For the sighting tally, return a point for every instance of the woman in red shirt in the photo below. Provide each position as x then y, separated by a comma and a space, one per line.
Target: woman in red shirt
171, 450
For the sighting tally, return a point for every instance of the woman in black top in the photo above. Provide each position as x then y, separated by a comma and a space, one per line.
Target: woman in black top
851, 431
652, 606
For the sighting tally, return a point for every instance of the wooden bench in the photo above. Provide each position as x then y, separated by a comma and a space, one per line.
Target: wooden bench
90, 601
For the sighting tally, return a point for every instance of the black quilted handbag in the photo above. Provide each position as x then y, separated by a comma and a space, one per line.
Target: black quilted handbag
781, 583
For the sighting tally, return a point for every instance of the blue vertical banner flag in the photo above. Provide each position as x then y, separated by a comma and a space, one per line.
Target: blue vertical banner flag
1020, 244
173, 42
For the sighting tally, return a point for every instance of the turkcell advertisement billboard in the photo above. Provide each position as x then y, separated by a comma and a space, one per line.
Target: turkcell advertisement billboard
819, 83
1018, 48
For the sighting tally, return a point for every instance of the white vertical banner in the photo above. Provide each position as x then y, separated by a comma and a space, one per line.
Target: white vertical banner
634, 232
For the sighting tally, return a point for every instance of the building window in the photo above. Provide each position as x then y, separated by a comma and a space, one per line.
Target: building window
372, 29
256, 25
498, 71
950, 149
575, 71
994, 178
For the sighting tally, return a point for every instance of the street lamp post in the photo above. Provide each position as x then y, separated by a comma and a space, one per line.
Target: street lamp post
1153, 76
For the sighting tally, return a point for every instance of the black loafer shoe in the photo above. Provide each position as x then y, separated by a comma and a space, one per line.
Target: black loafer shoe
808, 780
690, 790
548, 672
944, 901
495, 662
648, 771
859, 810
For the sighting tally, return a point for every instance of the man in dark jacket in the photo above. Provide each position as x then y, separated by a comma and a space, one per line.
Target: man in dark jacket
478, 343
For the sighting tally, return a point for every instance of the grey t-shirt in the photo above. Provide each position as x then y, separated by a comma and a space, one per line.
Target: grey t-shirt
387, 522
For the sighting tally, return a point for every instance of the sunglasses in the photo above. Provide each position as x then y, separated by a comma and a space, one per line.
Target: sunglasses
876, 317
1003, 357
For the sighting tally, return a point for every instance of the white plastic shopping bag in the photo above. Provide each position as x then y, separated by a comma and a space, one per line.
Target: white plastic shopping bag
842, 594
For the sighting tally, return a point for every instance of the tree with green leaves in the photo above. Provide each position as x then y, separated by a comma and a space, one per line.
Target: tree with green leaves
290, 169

===

### Exercise objective:
Everything from the line containing "dark jacket in" to the last line of the entries above should be quoted exactly, and only that.

### Exercise response:
For the sighting tally, return a point for every instance of the man in dark jacket in the photo above. Provide each position as x then y, separated by a comma and a space, one per line.
Target: man in dark jacket
478, 343
For the sighting tally, return a point for every instance of the grey t-shirt in the photo above. Provide each position as x then y, separated by a comma and a space, one per line.
Target: grey t-shirt
387, 522
For the sighting tally, return a point for every instance of the sunglasses in the photo above. Provide each position as x then y, separated by a comma and a space, one per line.
Target: sunglasses
876, 317
1003, 357
For the sighting tally, return a point for every instance of the white plastic shopping bag in the photo above. Provide each position as x then y, separated by a comma and a space, one per line.
Target: white plastic shopping bag
842, 594
For the sighting tally, return a point for every instance of the tree with green leaves in the photo above. Provide each position as x then y, separated by a comma and a space, one per line.
Target: tree with green leaves
290, 169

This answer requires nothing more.